● **TRECHO**
--
O ontem, a forma de terapia mais recomendada em tempo de coletivismo era a “análise de grupo”. ”Assumir” – e hoje a terapia é “malhar”. Se resolvia todas as questões: “você precisa assumir” – fosse uma fraqueza, uma culpa, um desejo, uma preferência sexual.
A moda não é mais “fazer a cabeça”, mas o corpo. A busca do corpo perfeito criou uma indústria que mobiliza fábricas e laboratórios farmacêuticos, nutricionistas, cirurgiões plásticos, personal trainers, calçados e roupas especiais para caminhadas e corridas, fazendo proliferar por todo país as academias de ginástica.
Segundo Francisco Ortega , professor da UERJ, a compulsão consumista foi canalizada para compra de produtos de saúde, fitness e beleza, e o corpo tornou-se “o lugar da moral”. Dietas sem gordura, sexo seguro e malhações intermináveis impuseram ” novas coações ao prazer pós-moderno”. O resultado é que o interesse exagerado pelo corpo estaria gerando “desinteresse pelo mundo”, e a hipertrofia muscular estaria se traduzindo em atrofia social. “Não podendo mudar o mundo, tentamos mudar o corpo, o único espaço que restou à utopia, à criação. As utopias corporais substituíram as utopias sociais.”
Zuenir Ventura mostra que ” essa ideologia do corpo perfeito” estimula os estereótipos contra os que fogem ao padrão ideal: os gordos, feios, baixos,”deficientes” físicos. “A obsessão pelo corpo bronzeado, malhado, sarado e siliconado faz aumentar o preconceito e dificulta o confronto com o fracasso de não atingir esse ideal, como testemunham anorexias, bulimias, distimias e depressões cada vez mais comuns entre jovens e adultos da nossa sociedade”.
--
● **DADOS APRESENTADOS**
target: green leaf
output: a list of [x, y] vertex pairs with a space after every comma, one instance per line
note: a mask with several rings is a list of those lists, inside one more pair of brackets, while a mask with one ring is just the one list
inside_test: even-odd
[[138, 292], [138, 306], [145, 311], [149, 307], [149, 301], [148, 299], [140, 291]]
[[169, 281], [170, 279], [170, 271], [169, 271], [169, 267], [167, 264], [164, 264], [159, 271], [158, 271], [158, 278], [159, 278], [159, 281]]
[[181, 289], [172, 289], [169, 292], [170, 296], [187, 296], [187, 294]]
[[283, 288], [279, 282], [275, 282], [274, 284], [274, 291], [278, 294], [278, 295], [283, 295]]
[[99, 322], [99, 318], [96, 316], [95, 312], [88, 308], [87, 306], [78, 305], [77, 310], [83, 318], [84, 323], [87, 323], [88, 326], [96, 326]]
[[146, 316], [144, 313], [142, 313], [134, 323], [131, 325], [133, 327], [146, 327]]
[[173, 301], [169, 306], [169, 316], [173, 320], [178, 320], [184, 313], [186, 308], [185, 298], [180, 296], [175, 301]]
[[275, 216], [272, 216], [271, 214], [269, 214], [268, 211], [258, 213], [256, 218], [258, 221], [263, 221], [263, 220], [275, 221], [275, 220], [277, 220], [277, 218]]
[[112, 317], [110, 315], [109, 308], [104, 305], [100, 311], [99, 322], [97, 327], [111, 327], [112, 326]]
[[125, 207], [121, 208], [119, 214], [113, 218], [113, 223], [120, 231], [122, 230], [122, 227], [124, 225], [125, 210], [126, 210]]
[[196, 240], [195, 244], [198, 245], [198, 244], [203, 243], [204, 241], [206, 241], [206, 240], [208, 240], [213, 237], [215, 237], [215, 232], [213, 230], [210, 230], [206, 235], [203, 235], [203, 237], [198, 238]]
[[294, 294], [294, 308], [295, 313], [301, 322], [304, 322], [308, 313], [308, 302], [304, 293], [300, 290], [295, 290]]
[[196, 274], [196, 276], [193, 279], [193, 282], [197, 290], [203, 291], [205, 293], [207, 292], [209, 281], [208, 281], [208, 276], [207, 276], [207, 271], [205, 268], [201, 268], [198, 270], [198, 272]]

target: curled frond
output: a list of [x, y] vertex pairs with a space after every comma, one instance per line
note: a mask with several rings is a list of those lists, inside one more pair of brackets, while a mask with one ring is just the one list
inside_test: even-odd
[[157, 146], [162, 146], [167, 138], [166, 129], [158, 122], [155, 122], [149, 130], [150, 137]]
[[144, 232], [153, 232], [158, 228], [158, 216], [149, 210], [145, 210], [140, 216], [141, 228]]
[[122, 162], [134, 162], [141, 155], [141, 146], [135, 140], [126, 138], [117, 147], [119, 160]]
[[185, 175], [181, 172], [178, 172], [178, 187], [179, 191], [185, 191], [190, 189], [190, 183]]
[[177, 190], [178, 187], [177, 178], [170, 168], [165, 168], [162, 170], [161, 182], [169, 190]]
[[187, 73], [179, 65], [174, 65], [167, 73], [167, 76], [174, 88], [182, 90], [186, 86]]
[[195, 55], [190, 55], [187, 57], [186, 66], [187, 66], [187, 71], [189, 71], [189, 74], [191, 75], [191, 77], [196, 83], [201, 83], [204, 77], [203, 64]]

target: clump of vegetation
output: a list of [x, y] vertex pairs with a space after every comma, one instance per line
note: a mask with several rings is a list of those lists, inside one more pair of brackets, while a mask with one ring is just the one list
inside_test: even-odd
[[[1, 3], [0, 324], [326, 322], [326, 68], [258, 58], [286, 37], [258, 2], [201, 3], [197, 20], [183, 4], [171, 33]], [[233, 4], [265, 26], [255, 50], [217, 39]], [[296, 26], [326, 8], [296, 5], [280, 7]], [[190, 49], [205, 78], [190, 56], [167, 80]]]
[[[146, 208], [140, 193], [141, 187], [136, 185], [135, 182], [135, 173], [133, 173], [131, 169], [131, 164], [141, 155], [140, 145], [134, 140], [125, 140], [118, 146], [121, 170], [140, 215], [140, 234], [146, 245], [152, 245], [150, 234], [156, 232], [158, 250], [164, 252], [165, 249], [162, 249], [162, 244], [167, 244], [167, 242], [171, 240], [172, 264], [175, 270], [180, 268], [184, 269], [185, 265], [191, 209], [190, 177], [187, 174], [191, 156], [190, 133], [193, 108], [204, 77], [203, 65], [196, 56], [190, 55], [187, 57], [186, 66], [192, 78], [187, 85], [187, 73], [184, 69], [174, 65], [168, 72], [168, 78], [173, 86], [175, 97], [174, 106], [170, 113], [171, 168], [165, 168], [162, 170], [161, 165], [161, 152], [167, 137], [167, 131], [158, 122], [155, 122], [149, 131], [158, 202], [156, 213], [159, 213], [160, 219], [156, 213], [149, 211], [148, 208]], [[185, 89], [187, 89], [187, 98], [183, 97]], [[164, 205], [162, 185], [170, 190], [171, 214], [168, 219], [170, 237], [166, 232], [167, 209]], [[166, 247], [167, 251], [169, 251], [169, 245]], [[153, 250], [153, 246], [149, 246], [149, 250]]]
--
● **EXERCÍCIO**
Dê continuidade ao trecho sobre a obsessão pelo corpo perfeito a partir da última frase apresentada. Os dados provêm de uma fonte diferente da do trecho.

● **RESULTADO DA TAREFA**
Um trabalho do antropólogo César Sabino no Rio de Janeiro, feito em academias da Zona Norte, constatou que a busca da forma ideal resulta num processo inalcançável. Frequentadores de academias de musculação que buscam a forma física perfeita através da ” malhação” – aqueles exercícios árduos e incessantes em que se submetem os músculos a provas de resistências e muitas vezes, de exaustão. Por mais “trabalhado” que esteja o corpo do praticante,” ele nunca se dará por satisfeito, querendo sempre perder adiposidade, definir o abdômen, aumentar tríceps e quadríceps”. Exige disciplina, frequência diária e dietas alimentares, com vitaminas, aminoácidos, proteinas e energéticos. Não se exclui nem mesmo o consumo ilegal de drogas, como anabolizantes ou “bombas”. “O corpo é considerado uma máquina que deve ser conectada a outras máquinas – os aparelhos de musculação – para ser aprimorado”. Uma das razões do sucesso das academias é a possibilidade de transformar, de superar as limitações da natureza. Por meio de exercícios e anabolizantes, você “esculpe um novo corpo”.
O trabalho do antropólogo mostra que os exercicios são variados e, no caso das mulheres, privilegiam certas partes do corpo consideradas pelos homens como “desejáveis”:coxas, cintura, e principalmente nádegas. Segundo antropólogo, a região dos glúteos é a que merece mais cuidados. As praticantes que mais se aproximam do ideal de mulher bonita, têm “cintura fina, pernas grossas e glúteos avantajados, tudo isso com a maior ausência possível de adiposidade, estrias e celulite”. Quando Sabino perguntou a elas “o motivo dessa obsessão calipígia”, obteve como respostas: “porque esta é a parte do corpo que os homens mais olham em uma mulher”. Não é difícil concluir que os homens se exercitam para si, enquanto as mulheres se exercitam para os homens.
Zuenir finaliza dizendo – Para uma época que se preocupa mais com o físico do que com a mente, eis um tema para debate: qual seria o verdadeiro corpo feminino brasileiro- o que é feito de músculos, os de ossos ou de carne?